Set problem =
Gather every line in the records below that contains the string "hoodie", matching case exactly.

** Begin Exercise data **

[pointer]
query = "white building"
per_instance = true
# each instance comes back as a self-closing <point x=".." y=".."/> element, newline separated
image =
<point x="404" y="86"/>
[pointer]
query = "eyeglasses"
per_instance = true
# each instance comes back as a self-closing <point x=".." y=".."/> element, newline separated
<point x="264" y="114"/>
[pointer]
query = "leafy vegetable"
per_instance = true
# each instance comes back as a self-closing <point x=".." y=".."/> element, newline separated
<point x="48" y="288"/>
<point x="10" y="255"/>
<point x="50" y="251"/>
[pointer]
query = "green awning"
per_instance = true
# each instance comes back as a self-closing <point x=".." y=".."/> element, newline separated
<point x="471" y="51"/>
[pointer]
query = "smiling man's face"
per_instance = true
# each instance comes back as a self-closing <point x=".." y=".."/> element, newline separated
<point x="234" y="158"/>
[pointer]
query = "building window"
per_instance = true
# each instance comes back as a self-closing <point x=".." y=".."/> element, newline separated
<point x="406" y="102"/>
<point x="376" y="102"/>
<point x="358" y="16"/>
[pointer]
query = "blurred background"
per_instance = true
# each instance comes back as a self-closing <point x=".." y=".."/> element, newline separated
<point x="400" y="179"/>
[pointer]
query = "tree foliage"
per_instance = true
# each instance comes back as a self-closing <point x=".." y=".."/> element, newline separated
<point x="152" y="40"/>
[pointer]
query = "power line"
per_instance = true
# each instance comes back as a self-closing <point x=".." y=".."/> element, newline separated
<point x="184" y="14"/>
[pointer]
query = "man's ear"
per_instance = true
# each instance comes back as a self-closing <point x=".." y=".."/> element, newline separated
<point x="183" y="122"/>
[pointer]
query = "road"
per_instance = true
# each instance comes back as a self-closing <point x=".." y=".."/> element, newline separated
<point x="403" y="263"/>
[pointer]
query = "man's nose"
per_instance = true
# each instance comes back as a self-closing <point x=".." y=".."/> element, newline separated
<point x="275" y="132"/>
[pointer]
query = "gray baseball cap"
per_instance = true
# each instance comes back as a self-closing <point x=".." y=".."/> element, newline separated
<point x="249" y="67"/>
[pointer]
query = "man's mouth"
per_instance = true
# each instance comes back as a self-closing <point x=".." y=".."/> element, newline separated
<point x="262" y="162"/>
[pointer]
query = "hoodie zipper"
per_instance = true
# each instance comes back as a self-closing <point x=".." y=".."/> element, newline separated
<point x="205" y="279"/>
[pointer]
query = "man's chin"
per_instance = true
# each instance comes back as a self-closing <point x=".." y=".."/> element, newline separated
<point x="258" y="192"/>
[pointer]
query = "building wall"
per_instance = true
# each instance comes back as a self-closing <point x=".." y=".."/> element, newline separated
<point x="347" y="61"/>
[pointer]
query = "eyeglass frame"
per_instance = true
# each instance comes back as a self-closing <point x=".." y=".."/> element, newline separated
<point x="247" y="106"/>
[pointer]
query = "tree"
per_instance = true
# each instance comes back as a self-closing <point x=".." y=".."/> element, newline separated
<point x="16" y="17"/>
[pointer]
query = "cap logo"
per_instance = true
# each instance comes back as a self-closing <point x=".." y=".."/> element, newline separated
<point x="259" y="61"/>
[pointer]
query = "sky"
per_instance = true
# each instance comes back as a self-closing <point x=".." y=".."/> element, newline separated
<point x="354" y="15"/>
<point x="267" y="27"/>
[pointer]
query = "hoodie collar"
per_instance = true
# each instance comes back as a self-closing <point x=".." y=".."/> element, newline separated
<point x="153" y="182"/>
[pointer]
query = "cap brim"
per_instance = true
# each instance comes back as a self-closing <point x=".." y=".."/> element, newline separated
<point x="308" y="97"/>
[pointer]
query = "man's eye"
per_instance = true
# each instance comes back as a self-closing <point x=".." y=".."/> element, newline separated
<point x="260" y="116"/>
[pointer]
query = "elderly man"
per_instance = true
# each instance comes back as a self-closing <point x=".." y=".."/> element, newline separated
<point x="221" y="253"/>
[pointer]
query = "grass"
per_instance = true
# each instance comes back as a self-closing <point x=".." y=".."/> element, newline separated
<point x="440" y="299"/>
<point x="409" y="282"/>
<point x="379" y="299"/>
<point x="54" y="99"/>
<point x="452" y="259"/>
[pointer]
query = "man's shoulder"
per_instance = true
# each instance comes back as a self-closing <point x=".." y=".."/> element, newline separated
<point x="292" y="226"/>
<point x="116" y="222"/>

** End Exercise data **

Result =
query = "hoodie zipper"
query = "hoodie collar"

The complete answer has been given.